--- Teks Bacaan ---

=-=-=-=-=

Pacarmu Bukan Istrimu
Entah siapa yang memulai tapi kemudian seperti menjadi doktrin atau
tradisi kalau remaja itu harus berpacaran. Tidak berpacaran berarti
belum komplit menjadi remaja. Ya, itu bukan cuma di Indonesia, tapi
setahu saya terjadi di hampir seluruh dunia. Di Amerika, dari film-film
yang saya tonton dan dari cerita yang saya baca en dengar, pacaran itu
jadi kemestian. Meski seringkali berlebihan. Ada pesta dansa,
valentine’s day, dsb. Malah peluk dan cium itu sering diperagakan di
tempat-tempat umum; di taman, di bioskop, dsb. Juga tidak sedikit remaja
di Amrik sana yang melakukan seks bebas sebatas suka-suka. Istilahnya
one night stand.

=-=-=-=-=

--- Entri Kumpulan Data ---

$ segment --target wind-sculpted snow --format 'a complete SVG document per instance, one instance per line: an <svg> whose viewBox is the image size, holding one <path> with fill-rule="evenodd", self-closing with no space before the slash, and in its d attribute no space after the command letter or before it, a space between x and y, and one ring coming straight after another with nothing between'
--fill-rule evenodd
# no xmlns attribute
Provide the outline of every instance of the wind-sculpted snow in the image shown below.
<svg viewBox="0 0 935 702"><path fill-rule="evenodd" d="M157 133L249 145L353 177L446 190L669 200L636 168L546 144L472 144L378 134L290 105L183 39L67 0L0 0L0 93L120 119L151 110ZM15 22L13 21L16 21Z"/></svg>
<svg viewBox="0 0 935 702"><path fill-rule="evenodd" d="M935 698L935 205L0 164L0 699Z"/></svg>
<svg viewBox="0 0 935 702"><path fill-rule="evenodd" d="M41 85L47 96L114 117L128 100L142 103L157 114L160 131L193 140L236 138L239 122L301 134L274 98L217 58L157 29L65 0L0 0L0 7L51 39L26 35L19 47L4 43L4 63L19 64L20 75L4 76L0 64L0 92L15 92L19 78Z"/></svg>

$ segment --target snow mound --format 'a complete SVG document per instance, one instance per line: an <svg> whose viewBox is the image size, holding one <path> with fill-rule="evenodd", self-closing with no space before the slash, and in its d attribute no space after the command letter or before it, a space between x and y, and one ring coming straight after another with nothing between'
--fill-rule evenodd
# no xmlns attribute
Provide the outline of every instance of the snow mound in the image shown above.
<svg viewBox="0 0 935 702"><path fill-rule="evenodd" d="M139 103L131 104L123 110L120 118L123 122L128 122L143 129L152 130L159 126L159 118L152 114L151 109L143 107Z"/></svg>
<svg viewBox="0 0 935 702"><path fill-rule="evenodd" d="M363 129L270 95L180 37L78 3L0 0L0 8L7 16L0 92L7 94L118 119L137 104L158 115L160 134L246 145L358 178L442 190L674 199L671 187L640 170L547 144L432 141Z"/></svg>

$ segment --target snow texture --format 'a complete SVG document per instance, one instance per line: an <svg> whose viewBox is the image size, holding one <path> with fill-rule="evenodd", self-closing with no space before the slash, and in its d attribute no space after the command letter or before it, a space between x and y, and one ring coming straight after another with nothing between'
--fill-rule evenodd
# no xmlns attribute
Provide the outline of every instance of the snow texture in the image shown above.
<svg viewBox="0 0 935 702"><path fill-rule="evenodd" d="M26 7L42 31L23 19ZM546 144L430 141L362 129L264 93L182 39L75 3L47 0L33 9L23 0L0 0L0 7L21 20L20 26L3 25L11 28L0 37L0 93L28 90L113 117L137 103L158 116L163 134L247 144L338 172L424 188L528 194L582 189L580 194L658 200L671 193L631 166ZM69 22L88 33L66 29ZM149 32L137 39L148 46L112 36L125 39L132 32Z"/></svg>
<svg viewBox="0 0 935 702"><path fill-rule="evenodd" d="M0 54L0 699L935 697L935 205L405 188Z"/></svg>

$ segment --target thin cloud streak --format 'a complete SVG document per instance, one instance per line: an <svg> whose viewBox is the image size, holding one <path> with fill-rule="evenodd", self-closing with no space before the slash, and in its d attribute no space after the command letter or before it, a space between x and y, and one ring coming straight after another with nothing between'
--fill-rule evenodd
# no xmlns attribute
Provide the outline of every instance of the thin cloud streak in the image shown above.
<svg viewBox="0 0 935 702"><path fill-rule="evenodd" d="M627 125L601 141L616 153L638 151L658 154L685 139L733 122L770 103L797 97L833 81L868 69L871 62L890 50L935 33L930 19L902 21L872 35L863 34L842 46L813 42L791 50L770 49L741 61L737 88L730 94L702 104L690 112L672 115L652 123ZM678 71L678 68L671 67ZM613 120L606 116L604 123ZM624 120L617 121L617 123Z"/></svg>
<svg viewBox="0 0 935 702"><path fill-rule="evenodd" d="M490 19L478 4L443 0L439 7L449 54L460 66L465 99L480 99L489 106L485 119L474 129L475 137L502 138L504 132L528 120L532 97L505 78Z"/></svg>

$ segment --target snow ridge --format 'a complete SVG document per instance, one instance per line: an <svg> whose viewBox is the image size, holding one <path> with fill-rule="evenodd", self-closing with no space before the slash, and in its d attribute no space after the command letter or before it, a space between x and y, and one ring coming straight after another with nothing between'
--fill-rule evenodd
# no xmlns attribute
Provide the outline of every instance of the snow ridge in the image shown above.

=-=-=-=-=

--- Tugas Singkat 1 ---
Ubah kalimat "Tidak berpacaran berarti belum komplit menjadi remaja." dari teks bacaan tentang pacaran remaja ke dalam bahasa Inggris.
--- Tugas Singkat 2 ---
Lanjutkan teks bacaan tentang pacaran remaja, dimulai sesudah kalimat terakhirnya.
Entri-entri tersebut tidak ada hubungannya dengan teks bacaan.

--- Jawaban Tertulis 1 ---
Not dating means not yet being a complete teenager.

--- Jawaban Tertulis 2 ---
Tapi benarkah itu cuma ada di Amerika yang mewakili bangsa Barat? Sayangnya, nggak juga. Di tanah air, dari yang saya lihat ternyata sudah seperti fotokopi-annya Amrik. Di mana-mana, di jalanan, nggak sedikit lho saya melihat remaja putri dipeluk pacarnya. Malah sekali dua kali saya juga melihat remaja yang sedang ‘mesra-mesranya’ pacaran berani ngesun kekasihnya di tempat-tempat umum. Terakhir hasil penelitian yang dilakukan Lembaga Studi Cinta dan Kemanusiaan serta Pusat Pelatihan Bisnis dan Humaniora (LSCK PUSBIH) Yogyakarta menunjukkan hampir 97,05 persen mahasiswi yang kuliah di sana sudah tidak gadis lagi karena pergaulan bebas.
Kalau kamu punya saudara perempuan, kamu pantas cemas. Begitupula orangtua yang punya anak perempuan. Khawatir godaan pergaulan bebas semakin menjadi-jadi.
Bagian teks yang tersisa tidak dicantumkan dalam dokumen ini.